Whatever lines the data contains, output all of them unchanged.
Top of Material to process
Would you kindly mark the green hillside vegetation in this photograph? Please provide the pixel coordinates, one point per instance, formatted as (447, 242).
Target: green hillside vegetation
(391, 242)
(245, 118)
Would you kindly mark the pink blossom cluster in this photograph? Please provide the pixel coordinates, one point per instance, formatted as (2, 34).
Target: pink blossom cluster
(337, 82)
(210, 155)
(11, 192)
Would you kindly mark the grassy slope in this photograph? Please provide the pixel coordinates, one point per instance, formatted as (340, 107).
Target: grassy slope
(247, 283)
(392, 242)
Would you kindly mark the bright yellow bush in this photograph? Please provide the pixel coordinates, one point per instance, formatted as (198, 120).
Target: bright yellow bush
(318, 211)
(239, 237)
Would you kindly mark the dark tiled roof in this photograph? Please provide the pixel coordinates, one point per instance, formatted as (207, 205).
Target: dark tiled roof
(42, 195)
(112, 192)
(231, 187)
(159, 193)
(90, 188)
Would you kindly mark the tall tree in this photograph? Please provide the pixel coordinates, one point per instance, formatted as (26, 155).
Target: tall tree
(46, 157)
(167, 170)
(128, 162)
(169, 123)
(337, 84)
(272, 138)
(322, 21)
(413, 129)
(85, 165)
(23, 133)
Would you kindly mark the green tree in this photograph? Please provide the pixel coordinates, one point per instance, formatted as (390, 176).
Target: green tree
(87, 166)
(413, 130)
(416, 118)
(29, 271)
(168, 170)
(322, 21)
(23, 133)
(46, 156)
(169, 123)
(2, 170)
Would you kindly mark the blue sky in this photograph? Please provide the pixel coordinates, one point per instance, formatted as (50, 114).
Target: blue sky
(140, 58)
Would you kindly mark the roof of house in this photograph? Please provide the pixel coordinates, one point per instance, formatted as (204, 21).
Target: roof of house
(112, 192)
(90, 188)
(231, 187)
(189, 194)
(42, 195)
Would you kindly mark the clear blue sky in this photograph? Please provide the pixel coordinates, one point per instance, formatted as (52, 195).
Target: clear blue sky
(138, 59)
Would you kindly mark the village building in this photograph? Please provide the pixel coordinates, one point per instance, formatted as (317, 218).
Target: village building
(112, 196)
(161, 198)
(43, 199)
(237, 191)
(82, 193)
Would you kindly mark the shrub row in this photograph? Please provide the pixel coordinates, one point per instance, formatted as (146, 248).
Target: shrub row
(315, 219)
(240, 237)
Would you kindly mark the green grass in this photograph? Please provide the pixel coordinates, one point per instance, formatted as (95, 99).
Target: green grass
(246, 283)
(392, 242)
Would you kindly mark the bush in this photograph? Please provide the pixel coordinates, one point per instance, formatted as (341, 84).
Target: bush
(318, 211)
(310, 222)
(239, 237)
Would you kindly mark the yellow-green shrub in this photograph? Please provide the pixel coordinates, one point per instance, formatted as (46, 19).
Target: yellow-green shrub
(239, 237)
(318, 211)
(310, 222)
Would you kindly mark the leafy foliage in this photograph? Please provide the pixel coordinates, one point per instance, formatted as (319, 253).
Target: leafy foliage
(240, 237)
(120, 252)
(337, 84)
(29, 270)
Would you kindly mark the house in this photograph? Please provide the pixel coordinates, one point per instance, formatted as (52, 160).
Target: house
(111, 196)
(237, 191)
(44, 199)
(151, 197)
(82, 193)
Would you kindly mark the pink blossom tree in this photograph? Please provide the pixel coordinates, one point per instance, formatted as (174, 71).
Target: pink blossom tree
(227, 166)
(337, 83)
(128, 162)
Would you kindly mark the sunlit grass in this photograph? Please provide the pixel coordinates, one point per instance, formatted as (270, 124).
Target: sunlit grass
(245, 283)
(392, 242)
Bottom of Material to process
Response area
Would you kindly mark the green hillside vegetation in this photograph? Please provide the pixel coordinates, one point per instance, formatted as (447, 242).
Target: green hillside vegetation
(391, 242)
(245, 118)
Would you kindly mark the pink blossom cluster in this photograph? Please provide the pixel coordinates, one point per instance, formatted as (2, 34).
Target: pink blossom cluster
(337, 82)
(210, 155)
(11, 192)
Would you kindly mark the grassy slope in this photograph? Please provide the pixel coordinates, one point per instance, formatted as (340, 107).
Target: grassy slope
(247, 283)
(392, 242)
Would you kindly mark the bright yellow bush in this photograph? Please provide the pixel coordinates, one point per instance, formatted as (198, 120).
Target: bright yellow bush
(318, 211)
(239, 237)
Would you kindly mark the dark tiled roof in this photograph? Please provide the pixel coordinates, one point per instance, formatted as (207, 205).
Target: dark tiled roof
(42, 195)
(112, 192)
(231, 187)
(159, 193)
(90, 188)
Would you kindly mark the tall tree in this photograph? Please provide the pixel coordinates, one point per instance, formatted as (26, 155).
Target: tall tree
(46, 157)
(167, 170)
(128, 162)
(169, 123)
(337, 84)
(272, 138)
(322, 21)
(413, 129)
(85, 165)
(23, 133)
Would you kindly mark the green tree in this photograph? Please provide the pixel coordinates, one point per instance, formatted as (390, 176).
Target: green tree
(87, 166)
(413, 130)
(416, 118)
(29, 271)
(168, 170)
(322, 21)
(23, 133)
(46, 156)
(169, 123)
(2, 170)
Would you kindly mark the blue sky in this photograph? Please provide the pixel coordinates, one point per instance, formatted as (50, 114).
Target: blue sky
(140, 58)
Would you kindly mark the roof of house in this photograph? Please provide the pixel coordinates, one point per instance, formatted as (204, 21).
Target: roof of house
(112, 192)
(90, 188)
(231, 187)
(189, 194)
(42, 195)
Would you kindly mark the clear blue sky in this photograph? Please provide the pixel coordinates, one point per instance, formatted as (52, 195).
Target: clear blue sky
(138, 59)
Would you kindly mark the village building in this photograph? Please provide the pixel coordinates, one point per instance, formatted as (317, 218).
Target: village building
(112, 196)
(161, 198)
(43, 199)
(237, 191)
(82, 193)
Would you kindly mark the shrub row in this photograph? Please provide the pixel coordinates, one point per instance, formatted as (146, 248).
Target: shrub row
(315, 219)
(240, 237)
Would you kindly mark the green grass in this photograph? Please provide the pixel coordinates, one point per instance, formatted as (95, 99).
Target: green grass
(246, 283)
(392, 242)
Would you kindly mark the bush in this photograph? Please provide the pixel coordinates, one point per instance, formatted as (341, 84).
Target: bush
(318, 211)
(310, 222)
(239, 237)
Would you kindly mark the yellow-green shrub in this photograph? Please provide the pixel coordinates, one point per instance, formatted as (46, 19).
Target: yellow-green shrub
(239, 237)
(318, 211)
(310, 222)
Would you kindly mark the leafy foliage in this photograph? Please provide the pixel coordinates, one point per instance, formatted as (319, 253).
Target: leafy foliage
(240, 237)
(120, 252)
(337, 84)
(29, 270)
Would you kindly mark the house in this photograph? Please provide the pixel coordinates, one point per instance, formatted as (52, 160).
Target: house
(111, 196)
(237, 191)
(44, 199)
(151, 197)
(82, 193)
Would you kindly mark the pink blossom tree in this photograph? Please provide the pixel coordinates, one point per instance, formatted as (174, 71).
Target: pink blossom tree
(227, 166)
(337, 83)
(128, 162)
Would you kindly mark the sunlit grass in this photograph? Please provide the pixel coordinates, one point per instance, formatted as (270, 124).
Target: sunlit grass
(245, 283)
(392, 242)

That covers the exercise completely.